start PROVIDED DATA

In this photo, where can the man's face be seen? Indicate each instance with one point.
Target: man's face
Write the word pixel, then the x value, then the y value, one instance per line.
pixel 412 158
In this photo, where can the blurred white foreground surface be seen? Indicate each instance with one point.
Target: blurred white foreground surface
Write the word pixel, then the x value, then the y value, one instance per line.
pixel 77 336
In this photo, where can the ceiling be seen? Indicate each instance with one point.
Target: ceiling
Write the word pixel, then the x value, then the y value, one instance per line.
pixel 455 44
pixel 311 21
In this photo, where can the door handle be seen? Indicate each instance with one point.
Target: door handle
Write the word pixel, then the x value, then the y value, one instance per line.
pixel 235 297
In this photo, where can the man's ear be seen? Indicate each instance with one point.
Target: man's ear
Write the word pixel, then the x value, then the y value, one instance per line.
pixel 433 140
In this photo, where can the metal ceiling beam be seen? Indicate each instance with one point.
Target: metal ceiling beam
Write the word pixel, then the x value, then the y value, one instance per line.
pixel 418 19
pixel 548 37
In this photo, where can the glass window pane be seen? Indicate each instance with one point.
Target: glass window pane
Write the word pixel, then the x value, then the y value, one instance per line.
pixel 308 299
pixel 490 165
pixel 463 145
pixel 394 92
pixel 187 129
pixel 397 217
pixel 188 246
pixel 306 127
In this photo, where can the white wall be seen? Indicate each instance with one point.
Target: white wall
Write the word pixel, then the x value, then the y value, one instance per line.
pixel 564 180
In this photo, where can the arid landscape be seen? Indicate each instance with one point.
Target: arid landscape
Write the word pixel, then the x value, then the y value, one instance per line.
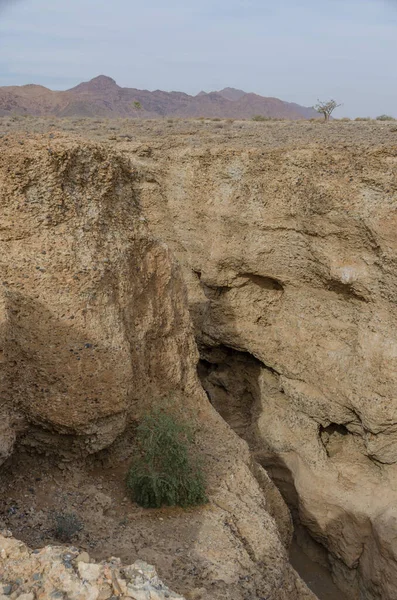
pixel 247 272
pixel 102 97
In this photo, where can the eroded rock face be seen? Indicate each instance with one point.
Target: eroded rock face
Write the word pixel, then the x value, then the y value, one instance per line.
pixel 54 572
pixel 93 312
pixel 290 256
pixel 95 327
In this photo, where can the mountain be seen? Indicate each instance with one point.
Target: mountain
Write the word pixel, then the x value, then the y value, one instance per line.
pixel 102 97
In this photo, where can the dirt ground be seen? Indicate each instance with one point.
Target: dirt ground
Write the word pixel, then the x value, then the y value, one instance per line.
pixel 34 489
pixel 198 132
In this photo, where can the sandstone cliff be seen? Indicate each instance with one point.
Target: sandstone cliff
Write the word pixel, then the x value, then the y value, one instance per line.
pixel 290 253
pixel 94 328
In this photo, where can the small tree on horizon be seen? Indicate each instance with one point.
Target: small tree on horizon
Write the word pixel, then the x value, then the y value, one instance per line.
pixel 326 108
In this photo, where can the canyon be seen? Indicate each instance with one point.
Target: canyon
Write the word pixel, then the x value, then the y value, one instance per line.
pixel 246 269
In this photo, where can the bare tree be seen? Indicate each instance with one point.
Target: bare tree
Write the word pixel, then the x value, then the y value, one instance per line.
pixel 326 108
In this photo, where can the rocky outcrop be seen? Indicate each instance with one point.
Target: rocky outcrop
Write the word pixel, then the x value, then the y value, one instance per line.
pixel 290 256
pixel 93 311
pixel 95 327
pixel 58 572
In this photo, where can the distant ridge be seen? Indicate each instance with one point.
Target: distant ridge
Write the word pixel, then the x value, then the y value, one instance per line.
pixel 102 97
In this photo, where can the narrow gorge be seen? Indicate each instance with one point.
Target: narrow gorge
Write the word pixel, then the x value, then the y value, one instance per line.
pixel 252 282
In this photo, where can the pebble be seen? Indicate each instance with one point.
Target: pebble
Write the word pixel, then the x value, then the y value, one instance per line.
pixel 83 557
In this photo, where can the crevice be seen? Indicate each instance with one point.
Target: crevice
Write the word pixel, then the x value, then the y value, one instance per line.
pixel 345 289
pixel 266 283
pixel 233 381
pixel 332 437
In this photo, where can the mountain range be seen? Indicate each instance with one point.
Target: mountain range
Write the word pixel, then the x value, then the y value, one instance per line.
pixel 102 97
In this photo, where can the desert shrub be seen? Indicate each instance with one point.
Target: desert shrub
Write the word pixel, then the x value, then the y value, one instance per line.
pixel 66 525
pixel 165 471
pixel 385 118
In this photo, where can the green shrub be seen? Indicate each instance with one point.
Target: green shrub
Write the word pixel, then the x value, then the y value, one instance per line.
pixel 165 471
pixel 385 118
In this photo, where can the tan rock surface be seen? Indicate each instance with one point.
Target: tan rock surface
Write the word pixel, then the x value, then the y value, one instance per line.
pixel 290 258
pixel 95 327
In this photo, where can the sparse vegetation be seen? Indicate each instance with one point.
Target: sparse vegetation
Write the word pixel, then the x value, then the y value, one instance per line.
pixel 326 108
pixel 260 118
pixel 66 525
pixel 385 118
pixel 166 471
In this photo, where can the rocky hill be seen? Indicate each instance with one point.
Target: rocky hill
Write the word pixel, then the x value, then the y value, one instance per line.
pixel 102 97
pixel 95 329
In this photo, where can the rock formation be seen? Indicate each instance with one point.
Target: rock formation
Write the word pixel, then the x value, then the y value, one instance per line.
pixel 58 572
pixel 290 256
pixel 95 328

end PROVIDED DATA

Output the material as a two-column CSV with the headers instruction and output, one row for each instruction paired with its answer, each field quoted and line breaks turned into spaces. Begin at the start of the material and stop after the line that contains "pixel 77 336".

» RESPONSE TO THE TASK
instruction,output
"In this photo, where can the man's face be seen? Indicate each instance with one point. Target: man's face Write the word pixel, then the x value, then the y value, one instance per line.","pixel 412 158"
"In this photo, where can the blurred white foreground surface be seen? Indicate each instance with one point. Target: blurred white foreground surface Write the word pixel, then the x value, then the y value, one instance per line.","pixel 77 336"